Extrait cité -
○ ○ ○ ○ ○
Il Futuro del mondo passa da qui
Cela commence comme Blow Up. Un jour d’automne embrumé, le réalisateur prend une photo d’un pont à la périphérie de sa ville. La beauté de ce paysage au carrefour de deux bras de fleuve ne masque pas longtemps une présence d’abord insoupçonnée : ces marges sont habitées. Sans les démunis, immigrés du sud de l’Italie, les gens du voyage et les drogués qui le fréquentent, ce no man’s land « serait une décharge », remarque un habitant. Que devient un squat de plein air quand il se sédentarise sur une durée de trente ans ? Une terre cultivable, dont Angelo, Gerardo et d’autres fermiers de fortune réclament la propriété. Le titre utopique du film propose de faire de cette marge un centre ; aux autres la frange. L’un des habitants, quand il évoque son ancien emploi de vigile, ne dit-il pas qu’il travaillait « dans l’enclave des gens riches » ? Pour le cinéaste, le centre du monde est ici, là où finit la route, où il n’y a plus que des pierres et de l’eau. D’où un dispositif sobre mais net : au paysage les plans fixes, aux habitants une caméra portée curieuse des bricolages de chacun, cruciaux jusque dans leur minutie car ce sont autant de techniques de survie. Ces plans très peu dialogués alternent avec des récits individuels écrits sur fond noir – un choix formel qui adjoint au projet photographique inaugural une singulière qualité d’écoute. (Charlotte Garson)
○ ○ ○ ○ ○
Données fournies -
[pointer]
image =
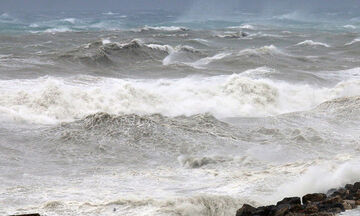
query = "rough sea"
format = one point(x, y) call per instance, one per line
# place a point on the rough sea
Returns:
point(157, 113)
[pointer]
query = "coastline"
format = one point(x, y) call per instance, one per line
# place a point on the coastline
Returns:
point(334, 202)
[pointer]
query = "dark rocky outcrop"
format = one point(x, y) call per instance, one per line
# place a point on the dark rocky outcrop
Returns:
point(35, 214)
point(316, 204)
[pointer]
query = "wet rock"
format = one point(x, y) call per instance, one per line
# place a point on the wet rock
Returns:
point(34, 214)
point(297, 208)
point(246, 210)
point(349, 204)
point(315, 197)
point(263, 210)
point(310, 209)
point(342, 192)
point(290, 201)
point(357, 186)
point(316, 204)
point(280, 210)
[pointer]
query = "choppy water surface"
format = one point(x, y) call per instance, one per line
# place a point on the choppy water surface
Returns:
point(156, 114)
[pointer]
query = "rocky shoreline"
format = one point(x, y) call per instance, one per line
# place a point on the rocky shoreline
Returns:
point(332, 203)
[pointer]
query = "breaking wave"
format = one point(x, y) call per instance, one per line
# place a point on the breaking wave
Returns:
point(60, 99)
point(106, 53)
point(164, 28)
point(312, 43)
○ ○ ○ ○ ○
Consignes -
**a.** Recopiez intégralement l'extrait cité sur le film Il Futuro del mondo passa da qui, sans rien y changer.
**b.** Donnez toutes les lignes des données fournies sous forme de liste JSON de chaînes, une chaîne par ligne, sans les lignes vides. N'incluez pas les images dans la réponse.

Réponses -
**a.**
Il Futuro del mondo passa da qui
Cela commence comme Blow Up. Un jour d’automne embrumé, le réalisateur prend une photo d’un pont à la périphérie de sa ville. La beauté de ce paysage au carrefour de deux bras de fleuve ne masque pas longtemps une présence d’abord insoupçonnée : ces marges sont habitées. Sans les démunis, immigrés du sud de l’Italie, les gens du voyage et les drogués qui le fréquentent, ce no man’s land « serait une décharge », remarque un habitant. Que devient un squat de plein air quand il se sédentarise sur une durée de trente ans ? Une terre cultivable, dont Angelo, Gerardo et d’autres fermiers de fortune réclament la propriété. Le titre utopique du film propose de faire de cette marge un centre ; aux autres la frange. L’un des habitants, quand il évoque son ancien emploi de vigile, ne dit-il pas qu’il travaillait « dans l’enclave des gens riches » ? Pour le cinéaste, le centre du monde est ici, là où finit la route, où il n’y a plus que des pierres et de l’eau. D’où un dispositif sobre mais net : au paysage les plans fixes, aux habitants une caméra portée curieuse des bricolages de chacun, cruciaux jusque dans leur minutie car ce sont autant de techniques de survie. Ces plans très peu dialogués alternent avec des récits individuels écrits sur fond noir – un choix formel qui adjoint au projet photographique inaugural une singulière qualité d’écoute. (Charlotte Garson)

**b.**
[
  "[pointer]",
  "image =",
  "query = \"rough sea\"",
  "format = one point(x, y) call per instance, one per line",
  "# place a point on the rough sea",
  "Returns:",
  "point(157, 113)",
  "[pointer]",
  "query = \"coastline\"",
  "format = one point(x, y) call per instance, one per line",
  "# place a point on the coastline",
  "Returns:",
  "point(334, 202)",
  "[pointer]",
  "query = \"dark rocky outcrop\"",
  "format = one point(x, y) call per instance, one per line",
  "# place a point on the dark rocky outcrop",
  "Returns:",
  "point(35, 214)",
  "point(316, 204)",
  "[pointer]",
  "query = \"wet rock\"",
  "format = one point(x, y) call per instance, one per line",
  "# place a point on the wet rock",
  "Returns:",
  "point(34, 214)",
  "point(297, 208)",
  "point(246, 210)",
  "point(349, 204)",
  "point(315, 197)",
  "point(263, 210)",
  "point(310, 209)",
  "point(342, 192)",
  "point(290, 201)",
  "point(357, 186)",
  "point(316, 204)",
  "point(280, 210)",
  "[pointer]",
  "query = \"choppy water surface\"",
  "format = one point(x, y) call per instance, one per line",
  "# place a point on the choppy water surface",
  "Returns:",
  "point(156, 114)",
  "[pointer]",
  "query = \"rocky shoreline\"",
  "format = one point(x, y) call per instance, one per line",
  "# place a point on the rocky shoreline",
  "Returns:",
  "point(332, 203)",
  "[pointer]",
  "query = \"breaking wave\"",
  "format = one point(x, y) call per instance, one per line",
  "# place a point on the breaking wave",
  "Returns:",
  "point(60, 99)",
  "point(106, 53)",
  "point(164, 28)",
  "point(312, 43)"
]